## Data extracted from a collection
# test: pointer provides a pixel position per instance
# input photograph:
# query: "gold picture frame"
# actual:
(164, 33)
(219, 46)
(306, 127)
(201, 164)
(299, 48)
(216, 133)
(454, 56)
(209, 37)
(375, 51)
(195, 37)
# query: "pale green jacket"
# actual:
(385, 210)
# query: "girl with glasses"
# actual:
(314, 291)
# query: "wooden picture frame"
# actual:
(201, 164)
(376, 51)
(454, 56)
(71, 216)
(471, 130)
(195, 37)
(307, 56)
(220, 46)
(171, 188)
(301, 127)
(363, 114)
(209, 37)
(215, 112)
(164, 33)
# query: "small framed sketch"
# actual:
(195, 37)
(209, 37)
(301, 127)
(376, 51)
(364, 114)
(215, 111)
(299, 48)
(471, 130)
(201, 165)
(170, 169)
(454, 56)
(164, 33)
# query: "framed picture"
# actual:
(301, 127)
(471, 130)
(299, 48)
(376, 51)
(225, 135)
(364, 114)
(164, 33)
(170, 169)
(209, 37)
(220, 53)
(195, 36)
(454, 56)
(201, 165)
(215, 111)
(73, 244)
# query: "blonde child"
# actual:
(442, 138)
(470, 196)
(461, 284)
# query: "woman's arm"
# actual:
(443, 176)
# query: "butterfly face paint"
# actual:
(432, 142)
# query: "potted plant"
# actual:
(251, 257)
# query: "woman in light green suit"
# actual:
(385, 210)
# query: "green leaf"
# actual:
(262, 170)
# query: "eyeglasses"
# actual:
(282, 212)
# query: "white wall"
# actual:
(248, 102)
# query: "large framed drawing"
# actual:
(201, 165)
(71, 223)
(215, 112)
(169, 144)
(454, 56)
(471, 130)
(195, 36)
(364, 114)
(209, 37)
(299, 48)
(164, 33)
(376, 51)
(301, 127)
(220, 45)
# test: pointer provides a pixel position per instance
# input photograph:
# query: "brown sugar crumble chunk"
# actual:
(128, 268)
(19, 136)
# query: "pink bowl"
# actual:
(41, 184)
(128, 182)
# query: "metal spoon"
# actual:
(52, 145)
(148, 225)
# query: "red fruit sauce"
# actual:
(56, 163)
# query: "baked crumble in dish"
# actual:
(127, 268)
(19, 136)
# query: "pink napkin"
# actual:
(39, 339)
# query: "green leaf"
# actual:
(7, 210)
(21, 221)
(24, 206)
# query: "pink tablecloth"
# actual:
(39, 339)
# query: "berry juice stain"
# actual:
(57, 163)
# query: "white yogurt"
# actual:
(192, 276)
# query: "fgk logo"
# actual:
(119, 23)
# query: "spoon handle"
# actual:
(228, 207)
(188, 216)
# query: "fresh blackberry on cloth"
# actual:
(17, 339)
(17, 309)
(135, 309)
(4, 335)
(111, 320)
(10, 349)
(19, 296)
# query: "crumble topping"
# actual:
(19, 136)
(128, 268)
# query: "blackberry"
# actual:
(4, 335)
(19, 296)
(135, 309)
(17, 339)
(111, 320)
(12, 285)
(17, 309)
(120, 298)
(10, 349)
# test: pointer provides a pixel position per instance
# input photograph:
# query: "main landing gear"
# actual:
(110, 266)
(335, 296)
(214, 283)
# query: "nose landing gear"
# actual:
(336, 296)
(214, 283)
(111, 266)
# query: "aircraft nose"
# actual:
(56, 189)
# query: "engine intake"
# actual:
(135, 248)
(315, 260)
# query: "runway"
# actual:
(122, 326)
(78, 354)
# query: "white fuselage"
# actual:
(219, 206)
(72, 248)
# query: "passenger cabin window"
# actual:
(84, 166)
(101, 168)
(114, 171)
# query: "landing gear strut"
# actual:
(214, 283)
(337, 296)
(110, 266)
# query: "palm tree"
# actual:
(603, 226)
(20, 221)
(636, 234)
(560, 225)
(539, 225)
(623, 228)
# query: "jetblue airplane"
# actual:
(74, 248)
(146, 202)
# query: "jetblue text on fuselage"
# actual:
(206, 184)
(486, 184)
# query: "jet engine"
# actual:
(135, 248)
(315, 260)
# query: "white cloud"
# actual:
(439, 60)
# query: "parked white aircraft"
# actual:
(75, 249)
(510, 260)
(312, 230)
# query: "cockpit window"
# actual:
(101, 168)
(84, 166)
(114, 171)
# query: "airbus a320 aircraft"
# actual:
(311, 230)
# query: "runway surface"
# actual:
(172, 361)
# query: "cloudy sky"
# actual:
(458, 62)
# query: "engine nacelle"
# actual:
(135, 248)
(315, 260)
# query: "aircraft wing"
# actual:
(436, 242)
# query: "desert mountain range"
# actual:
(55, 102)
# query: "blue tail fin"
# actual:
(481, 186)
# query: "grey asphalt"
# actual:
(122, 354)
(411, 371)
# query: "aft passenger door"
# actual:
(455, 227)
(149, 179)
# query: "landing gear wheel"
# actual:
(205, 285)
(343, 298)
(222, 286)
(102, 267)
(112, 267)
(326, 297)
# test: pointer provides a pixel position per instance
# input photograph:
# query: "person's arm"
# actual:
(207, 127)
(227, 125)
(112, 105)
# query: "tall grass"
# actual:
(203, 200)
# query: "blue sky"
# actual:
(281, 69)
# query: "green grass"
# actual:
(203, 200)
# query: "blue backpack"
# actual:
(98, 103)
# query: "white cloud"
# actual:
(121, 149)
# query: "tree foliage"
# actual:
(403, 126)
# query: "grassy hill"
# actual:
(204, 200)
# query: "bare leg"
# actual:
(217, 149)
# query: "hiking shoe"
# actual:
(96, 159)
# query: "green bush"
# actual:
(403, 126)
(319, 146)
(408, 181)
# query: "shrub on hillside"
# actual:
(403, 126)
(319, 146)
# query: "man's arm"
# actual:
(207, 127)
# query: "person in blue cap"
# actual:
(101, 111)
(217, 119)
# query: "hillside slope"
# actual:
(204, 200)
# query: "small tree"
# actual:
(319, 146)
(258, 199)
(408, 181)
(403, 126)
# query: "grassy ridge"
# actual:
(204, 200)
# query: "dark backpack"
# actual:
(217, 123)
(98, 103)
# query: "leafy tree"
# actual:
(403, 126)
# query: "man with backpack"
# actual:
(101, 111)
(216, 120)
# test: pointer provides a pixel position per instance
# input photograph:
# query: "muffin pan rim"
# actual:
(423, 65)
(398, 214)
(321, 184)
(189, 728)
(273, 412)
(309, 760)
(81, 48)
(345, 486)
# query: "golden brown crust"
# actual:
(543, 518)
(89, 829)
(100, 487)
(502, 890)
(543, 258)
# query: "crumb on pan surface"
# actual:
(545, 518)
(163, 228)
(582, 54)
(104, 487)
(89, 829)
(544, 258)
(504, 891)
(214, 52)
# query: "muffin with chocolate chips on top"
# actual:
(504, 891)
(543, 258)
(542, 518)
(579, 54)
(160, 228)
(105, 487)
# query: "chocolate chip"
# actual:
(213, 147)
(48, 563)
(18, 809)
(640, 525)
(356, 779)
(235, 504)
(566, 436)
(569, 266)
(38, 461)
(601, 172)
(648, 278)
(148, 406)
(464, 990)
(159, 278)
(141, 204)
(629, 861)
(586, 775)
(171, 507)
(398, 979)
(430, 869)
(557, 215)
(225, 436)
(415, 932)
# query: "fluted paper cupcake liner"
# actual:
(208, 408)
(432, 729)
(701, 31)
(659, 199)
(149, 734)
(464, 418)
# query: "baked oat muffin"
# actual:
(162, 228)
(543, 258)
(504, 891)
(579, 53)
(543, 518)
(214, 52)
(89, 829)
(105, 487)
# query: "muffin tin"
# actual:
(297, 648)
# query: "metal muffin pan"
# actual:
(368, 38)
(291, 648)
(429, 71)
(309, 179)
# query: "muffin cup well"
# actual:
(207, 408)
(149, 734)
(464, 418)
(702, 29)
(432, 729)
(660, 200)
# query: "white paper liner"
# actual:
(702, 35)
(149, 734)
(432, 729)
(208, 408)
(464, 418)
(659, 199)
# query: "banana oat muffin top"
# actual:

## PROBLEM REQUIREMENTS
Show each line of the records above that contains the string "tree". Case counts.

## FINAL RESULT
# query: "palm tree"
# query: "tree foliage"
# query: "small tree"
# query: "leafy tree"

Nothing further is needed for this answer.